§ Given request 1: In the spotlight below, what three things does Dr. Kristen Whitney say she combines to address significant environmental challenges?

Sciences and Exploration Directorate
Early Career Scientist Spotlight - Kristen Whitney

Early Career Scientist Spotlight

Dr. Kristen Whitney (she/her/hers)

Hydroclimate Scientist
Hydrological Sciences Laboratory (617)

What is your research focus?

I am immersed in Earth System Science, focusing on addressing significant environmental challenges through a combination of scientific inquiry, technical innovation, and collaboration with stakeholders. As a NASA Postdoctoral Program fellow, my current research primarily revolves around two key projects that align with the objectives outlined by the NASA Science Mission Directorate and the 2017 NASA Earth Science Decadal Survey.

In the first project, I am studying drought in the Western U.S., where prolonged dry soil and groundwater conditions adversely affect agriculture. I am exploring how climate variations and human influences, such as water use and crop management, affect different land surface processes and agricultural outcomes. To do this, I use NASA’s Land Information System (LIS), which combines land surface modeling with data from satellites and ground-based Earth observations to create a comprehensive virtual representation of land surface hydrology processes. I also use data-driven methods to compare model results with other relevant datasets, helping to better understand these processes. I aim to improve our understanding of how food and water systems interact, expand this research globally, and contribute to better forecasting, early warning systems, and long-term planning for resources.

Excerpt from a dataset:

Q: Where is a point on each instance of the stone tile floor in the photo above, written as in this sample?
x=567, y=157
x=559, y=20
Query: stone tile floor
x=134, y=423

* * *

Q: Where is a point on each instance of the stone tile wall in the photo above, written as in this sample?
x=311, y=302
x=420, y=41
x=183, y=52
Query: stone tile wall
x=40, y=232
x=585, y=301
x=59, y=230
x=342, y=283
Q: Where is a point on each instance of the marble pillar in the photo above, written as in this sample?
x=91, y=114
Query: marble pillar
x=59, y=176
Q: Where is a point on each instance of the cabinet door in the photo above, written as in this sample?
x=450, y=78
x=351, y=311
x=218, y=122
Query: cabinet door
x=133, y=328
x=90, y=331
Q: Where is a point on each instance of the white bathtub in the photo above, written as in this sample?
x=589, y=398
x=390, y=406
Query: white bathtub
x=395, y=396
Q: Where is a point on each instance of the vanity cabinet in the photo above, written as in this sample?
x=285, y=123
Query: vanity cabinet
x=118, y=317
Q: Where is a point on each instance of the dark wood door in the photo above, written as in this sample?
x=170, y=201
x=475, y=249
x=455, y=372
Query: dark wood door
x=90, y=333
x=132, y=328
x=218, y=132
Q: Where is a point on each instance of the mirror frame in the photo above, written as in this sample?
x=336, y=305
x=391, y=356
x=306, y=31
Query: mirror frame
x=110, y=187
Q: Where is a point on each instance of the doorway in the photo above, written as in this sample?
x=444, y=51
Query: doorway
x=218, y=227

§ Given request 2: In the entries above, recast as a numbered list the lines starting at the line containing "tile floor in" and ending at the line containing "x=134, y=423", leaving out any blank lines.

§ Final answer 1:
1. Scientific inquiry
2. Technical innovation
3. Collaboration with stakeholders

§ Final answer 2:
1. Q: Where is a point on each instance of the stone tile floor in the photo above, written as in this sample?
2. x=567, y=157
3. x=559, y=20
4. Query: stone tile floor
5. x=134, y=423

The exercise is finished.